• Data supplied:
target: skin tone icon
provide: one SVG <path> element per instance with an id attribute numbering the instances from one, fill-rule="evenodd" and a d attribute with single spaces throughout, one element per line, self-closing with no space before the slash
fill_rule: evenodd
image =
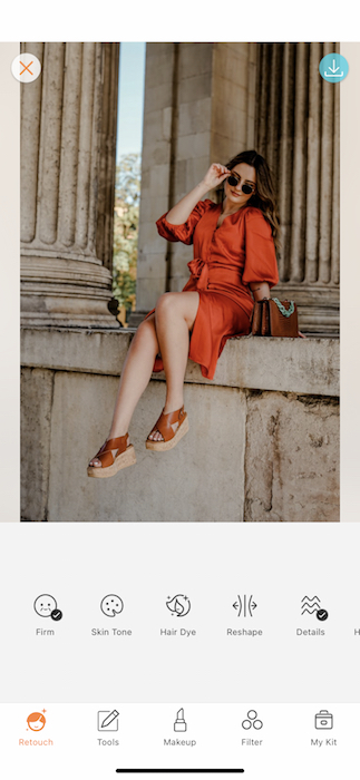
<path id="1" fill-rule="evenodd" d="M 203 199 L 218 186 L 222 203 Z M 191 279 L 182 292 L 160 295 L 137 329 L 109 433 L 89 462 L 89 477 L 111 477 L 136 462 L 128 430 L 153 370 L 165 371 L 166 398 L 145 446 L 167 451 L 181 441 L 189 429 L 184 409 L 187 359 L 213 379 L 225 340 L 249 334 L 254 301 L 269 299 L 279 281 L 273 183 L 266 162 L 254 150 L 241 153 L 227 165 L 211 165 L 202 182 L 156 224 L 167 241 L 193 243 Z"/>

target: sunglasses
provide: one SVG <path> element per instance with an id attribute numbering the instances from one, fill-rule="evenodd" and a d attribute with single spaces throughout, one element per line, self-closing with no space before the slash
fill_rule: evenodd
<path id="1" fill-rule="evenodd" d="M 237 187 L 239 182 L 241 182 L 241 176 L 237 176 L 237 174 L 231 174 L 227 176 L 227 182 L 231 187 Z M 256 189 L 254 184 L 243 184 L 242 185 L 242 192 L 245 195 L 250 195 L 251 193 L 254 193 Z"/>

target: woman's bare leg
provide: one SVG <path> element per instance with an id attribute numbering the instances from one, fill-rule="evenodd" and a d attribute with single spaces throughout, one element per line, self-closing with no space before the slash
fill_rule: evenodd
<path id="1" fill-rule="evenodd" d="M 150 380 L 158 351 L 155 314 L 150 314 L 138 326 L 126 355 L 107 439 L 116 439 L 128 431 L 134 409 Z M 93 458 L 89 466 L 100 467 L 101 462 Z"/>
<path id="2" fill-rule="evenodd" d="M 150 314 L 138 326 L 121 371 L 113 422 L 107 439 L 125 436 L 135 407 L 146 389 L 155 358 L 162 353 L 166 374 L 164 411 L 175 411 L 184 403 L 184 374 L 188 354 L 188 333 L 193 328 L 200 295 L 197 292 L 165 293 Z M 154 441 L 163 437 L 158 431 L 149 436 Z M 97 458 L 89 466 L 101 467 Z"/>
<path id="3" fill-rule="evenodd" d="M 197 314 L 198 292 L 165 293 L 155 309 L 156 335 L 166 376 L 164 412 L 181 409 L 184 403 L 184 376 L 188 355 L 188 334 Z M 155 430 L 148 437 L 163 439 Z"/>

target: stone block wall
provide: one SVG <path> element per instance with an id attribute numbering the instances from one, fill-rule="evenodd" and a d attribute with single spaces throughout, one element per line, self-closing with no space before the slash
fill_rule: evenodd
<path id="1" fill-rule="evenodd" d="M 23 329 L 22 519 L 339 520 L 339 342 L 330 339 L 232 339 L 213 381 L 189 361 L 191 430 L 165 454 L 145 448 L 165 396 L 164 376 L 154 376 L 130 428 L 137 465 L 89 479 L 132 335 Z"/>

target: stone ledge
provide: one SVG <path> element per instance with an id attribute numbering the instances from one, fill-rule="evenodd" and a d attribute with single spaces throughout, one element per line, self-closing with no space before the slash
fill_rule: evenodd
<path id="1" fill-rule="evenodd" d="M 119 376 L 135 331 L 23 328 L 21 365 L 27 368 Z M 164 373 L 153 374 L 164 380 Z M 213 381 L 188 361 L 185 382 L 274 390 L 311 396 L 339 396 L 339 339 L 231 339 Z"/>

--

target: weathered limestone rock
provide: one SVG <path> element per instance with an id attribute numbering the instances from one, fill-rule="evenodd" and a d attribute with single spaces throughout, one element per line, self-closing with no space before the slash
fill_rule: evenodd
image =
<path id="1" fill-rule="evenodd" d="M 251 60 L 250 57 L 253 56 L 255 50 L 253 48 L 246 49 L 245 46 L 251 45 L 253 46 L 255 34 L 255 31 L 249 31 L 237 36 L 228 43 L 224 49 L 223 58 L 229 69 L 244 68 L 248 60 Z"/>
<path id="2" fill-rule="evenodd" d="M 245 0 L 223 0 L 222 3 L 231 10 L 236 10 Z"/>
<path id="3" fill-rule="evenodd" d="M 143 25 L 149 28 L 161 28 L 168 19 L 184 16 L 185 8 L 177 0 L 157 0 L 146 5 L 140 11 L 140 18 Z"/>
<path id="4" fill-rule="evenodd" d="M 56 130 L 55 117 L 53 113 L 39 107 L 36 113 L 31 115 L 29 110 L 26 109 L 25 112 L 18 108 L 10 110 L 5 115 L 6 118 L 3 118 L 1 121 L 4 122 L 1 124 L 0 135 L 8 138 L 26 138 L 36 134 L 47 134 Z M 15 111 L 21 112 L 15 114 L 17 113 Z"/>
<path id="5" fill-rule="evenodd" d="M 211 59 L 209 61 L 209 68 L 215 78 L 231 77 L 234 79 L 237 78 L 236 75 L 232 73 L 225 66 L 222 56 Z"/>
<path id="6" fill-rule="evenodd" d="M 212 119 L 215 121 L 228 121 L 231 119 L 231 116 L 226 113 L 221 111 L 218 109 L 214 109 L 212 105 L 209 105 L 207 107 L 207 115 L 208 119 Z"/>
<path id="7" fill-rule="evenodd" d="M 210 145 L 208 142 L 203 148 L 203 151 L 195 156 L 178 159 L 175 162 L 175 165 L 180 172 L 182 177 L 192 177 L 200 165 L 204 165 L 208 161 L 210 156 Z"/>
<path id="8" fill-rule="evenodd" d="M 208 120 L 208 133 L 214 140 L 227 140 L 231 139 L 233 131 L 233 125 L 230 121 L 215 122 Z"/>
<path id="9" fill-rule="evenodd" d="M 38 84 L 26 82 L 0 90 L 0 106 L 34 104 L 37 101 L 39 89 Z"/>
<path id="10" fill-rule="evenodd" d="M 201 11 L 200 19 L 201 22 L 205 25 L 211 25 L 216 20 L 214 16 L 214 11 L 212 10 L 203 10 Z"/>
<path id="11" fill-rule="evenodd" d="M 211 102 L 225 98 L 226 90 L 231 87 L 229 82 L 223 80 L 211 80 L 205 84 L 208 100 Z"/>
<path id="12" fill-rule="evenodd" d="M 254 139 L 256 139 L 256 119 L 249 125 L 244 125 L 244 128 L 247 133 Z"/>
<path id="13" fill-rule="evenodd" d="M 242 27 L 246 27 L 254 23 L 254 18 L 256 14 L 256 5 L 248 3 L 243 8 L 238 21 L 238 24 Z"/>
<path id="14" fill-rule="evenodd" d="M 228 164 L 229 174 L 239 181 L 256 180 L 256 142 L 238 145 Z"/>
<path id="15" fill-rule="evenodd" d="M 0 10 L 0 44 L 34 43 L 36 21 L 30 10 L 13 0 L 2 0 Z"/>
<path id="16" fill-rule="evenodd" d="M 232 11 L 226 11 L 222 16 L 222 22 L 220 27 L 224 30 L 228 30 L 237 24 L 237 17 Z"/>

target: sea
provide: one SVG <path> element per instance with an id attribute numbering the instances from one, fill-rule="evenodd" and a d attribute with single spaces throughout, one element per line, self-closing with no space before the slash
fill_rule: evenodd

• Problem to solve: Scale the listing from the line containing "target: stone ledge" down to the line containing "119 376 L 135", both included, and give only those lines. Keep the requests unchanged, but multiply every coordinate in the answers by 1.1 and round each to a whole number, with halves rounded up.

• Output below:
target: stone ledge
provide: one SVG <path> element per instance with an id attribute numbering the instances from one, fill-rule="evenodd" and a d attribute with single spaces throughout, one element per line, self-closing with no space before the slash
fill_rule: evenodd
<path id="1" fill-rule="evenodd" d="M 131 414 L 149 364 L 25 361 L 23 402 L 30 405 Z M 180 410 L 168 411 L 180 418 Z M 234 419 L 207 397 L 204 420 L 301 429 L 342 436 L 373 436 L 373 373 L 254 373 Z"/>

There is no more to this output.